Saved entries:
▬▬▬

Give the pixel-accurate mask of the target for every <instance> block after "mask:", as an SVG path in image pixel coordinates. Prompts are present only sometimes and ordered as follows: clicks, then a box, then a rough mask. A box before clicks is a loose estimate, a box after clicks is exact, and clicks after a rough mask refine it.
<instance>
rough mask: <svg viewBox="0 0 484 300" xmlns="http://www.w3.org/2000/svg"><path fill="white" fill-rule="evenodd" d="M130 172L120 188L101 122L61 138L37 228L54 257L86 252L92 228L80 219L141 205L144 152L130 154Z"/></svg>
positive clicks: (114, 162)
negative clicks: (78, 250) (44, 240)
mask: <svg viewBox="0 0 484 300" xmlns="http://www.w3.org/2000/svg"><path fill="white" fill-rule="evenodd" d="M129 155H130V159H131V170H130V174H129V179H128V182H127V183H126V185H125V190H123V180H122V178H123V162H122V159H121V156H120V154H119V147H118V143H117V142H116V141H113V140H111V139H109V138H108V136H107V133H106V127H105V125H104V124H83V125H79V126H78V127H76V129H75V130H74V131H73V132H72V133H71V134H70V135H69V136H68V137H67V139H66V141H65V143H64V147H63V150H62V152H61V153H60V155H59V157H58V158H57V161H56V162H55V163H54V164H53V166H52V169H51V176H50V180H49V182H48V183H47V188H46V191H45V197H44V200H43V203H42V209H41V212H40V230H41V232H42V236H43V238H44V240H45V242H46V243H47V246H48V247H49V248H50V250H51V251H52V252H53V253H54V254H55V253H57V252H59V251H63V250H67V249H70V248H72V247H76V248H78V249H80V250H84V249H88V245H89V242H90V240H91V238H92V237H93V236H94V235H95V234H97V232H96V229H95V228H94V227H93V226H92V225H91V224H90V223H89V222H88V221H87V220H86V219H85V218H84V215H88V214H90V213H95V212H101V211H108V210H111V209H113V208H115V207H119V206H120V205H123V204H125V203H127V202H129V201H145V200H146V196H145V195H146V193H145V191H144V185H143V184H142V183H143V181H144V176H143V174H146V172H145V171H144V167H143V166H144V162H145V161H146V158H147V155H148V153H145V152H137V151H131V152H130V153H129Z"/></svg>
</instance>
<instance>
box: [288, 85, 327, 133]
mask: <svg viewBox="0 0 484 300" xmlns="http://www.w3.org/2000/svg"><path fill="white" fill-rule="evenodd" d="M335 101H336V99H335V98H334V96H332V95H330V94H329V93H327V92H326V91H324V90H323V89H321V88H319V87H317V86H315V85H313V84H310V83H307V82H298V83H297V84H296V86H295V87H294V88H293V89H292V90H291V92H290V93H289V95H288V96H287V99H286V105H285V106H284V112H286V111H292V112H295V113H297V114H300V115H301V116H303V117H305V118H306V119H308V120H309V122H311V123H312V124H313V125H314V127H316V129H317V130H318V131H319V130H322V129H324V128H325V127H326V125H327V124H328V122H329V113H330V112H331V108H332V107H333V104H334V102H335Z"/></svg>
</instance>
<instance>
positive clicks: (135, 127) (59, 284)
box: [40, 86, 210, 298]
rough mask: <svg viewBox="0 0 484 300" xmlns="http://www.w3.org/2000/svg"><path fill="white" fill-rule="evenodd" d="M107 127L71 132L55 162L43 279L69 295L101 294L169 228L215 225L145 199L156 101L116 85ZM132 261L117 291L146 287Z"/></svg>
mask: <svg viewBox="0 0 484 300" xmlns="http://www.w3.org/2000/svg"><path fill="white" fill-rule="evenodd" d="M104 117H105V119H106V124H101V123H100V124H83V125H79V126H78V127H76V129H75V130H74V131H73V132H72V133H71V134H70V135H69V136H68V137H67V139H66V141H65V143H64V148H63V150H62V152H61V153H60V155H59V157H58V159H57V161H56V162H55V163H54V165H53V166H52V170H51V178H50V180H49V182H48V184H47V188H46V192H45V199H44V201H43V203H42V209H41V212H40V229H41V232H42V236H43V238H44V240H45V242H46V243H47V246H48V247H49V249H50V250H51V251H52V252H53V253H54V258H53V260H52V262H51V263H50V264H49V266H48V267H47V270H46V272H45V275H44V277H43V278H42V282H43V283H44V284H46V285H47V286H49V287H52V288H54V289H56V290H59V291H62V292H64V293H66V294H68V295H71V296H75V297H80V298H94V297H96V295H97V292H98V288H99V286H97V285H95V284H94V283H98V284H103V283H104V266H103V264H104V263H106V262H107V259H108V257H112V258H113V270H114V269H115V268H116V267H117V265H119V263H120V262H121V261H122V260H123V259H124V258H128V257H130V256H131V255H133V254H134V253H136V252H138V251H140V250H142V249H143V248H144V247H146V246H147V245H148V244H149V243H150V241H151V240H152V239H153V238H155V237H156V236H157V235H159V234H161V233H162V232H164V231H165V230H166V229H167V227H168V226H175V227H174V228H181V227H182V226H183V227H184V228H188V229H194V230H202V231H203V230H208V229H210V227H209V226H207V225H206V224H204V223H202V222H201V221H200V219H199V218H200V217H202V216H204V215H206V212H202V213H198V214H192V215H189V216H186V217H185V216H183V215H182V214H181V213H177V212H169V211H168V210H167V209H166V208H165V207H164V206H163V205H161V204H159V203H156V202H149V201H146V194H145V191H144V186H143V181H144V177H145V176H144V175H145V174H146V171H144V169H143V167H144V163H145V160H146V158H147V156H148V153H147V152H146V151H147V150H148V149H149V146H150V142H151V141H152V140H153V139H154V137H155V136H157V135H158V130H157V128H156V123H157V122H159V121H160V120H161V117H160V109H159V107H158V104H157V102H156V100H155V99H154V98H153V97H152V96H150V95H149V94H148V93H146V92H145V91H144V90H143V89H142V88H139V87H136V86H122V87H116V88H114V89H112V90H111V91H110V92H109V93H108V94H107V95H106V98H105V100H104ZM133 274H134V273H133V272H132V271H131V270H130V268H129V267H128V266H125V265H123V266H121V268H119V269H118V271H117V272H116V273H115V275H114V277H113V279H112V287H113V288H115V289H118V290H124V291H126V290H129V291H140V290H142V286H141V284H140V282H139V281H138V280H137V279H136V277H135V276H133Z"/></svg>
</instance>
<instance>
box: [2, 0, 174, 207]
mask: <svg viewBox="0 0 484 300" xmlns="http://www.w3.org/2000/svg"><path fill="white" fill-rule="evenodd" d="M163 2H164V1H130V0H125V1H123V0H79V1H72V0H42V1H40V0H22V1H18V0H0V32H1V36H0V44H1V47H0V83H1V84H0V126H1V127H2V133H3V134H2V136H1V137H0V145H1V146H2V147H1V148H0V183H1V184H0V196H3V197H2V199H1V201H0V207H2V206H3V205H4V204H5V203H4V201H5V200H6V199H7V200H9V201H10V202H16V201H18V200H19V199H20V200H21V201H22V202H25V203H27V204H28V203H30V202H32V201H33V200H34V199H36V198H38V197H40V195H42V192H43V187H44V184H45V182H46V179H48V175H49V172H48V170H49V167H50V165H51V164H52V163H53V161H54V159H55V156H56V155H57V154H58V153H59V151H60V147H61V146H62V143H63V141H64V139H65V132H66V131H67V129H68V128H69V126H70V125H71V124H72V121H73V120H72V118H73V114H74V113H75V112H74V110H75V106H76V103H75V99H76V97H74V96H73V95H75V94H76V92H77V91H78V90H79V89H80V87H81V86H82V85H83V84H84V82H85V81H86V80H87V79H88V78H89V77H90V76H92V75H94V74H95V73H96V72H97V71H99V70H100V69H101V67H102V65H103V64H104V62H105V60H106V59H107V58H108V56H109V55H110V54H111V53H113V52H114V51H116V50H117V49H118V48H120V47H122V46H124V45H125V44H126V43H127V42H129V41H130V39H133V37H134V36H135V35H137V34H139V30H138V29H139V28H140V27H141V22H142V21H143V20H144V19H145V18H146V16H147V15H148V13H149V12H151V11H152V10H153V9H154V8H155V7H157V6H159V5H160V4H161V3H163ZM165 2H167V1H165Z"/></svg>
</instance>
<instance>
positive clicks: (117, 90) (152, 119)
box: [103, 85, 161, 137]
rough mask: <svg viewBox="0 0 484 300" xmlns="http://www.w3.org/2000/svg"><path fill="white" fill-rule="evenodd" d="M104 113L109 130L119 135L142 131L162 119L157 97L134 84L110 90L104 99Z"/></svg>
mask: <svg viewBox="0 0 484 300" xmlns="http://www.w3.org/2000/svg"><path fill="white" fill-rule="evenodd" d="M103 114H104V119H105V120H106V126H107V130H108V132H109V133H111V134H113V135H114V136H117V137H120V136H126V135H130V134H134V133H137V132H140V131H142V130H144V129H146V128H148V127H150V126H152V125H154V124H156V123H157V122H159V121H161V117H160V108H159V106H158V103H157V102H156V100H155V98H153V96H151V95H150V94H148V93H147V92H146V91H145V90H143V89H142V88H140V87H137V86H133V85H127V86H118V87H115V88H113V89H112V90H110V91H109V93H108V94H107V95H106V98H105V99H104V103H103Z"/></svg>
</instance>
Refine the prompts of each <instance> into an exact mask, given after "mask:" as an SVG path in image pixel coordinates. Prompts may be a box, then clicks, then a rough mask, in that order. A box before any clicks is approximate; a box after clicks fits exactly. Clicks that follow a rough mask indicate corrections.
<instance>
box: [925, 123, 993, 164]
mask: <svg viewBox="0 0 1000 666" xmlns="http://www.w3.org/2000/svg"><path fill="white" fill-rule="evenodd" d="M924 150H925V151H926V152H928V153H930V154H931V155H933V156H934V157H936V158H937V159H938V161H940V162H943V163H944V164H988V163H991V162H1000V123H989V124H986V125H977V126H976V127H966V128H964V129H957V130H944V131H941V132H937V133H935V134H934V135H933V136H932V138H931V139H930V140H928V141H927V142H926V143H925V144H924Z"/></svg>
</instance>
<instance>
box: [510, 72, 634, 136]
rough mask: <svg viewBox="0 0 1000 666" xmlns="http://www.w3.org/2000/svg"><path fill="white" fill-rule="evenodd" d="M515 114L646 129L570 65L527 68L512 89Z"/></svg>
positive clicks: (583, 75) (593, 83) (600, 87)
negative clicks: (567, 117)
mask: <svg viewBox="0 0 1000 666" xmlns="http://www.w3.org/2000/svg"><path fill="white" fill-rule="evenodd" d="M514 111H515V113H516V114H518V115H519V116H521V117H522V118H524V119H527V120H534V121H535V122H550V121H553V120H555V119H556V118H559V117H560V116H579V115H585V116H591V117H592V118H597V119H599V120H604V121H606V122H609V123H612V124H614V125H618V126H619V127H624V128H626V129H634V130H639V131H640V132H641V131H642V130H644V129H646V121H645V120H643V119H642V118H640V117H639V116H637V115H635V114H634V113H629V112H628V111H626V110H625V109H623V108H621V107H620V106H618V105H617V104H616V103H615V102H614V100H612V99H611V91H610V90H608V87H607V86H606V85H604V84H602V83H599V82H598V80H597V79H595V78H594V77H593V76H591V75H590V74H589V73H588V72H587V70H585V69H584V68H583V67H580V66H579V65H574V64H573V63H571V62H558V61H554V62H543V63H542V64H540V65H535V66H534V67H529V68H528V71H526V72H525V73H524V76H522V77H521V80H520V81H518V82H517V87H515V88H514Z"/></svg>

▬▬▬

Required action:
Please copy everything from the very first of the rows down to the line containing "positive clicks: (114, 162)", including that line, without changing a character.

Result of this task:
Give the pixel-accurate mask of the target for every <instance> block after "mask:", as an SVG path in image pixel coordinates. Prompts are present only sometimes and ordered as follows: clicks, then a box, then a rough mask. A box before clicks is a loose estimate, a box after clicks is exact, and clicks after a rough mask refine it.
<instance>
rough mask: <svg viewBox="0 0 484 300" xmlns="http://www.w3.org/2000/svg"><path fill="white" fill-rule="evenodd" d="M130 172L120 188L101 122L61 138L37 228L54 257L86 252L92 228L80 219L141 205L144 152L130 154Z"/></svg>
positive clicks: (114, 162)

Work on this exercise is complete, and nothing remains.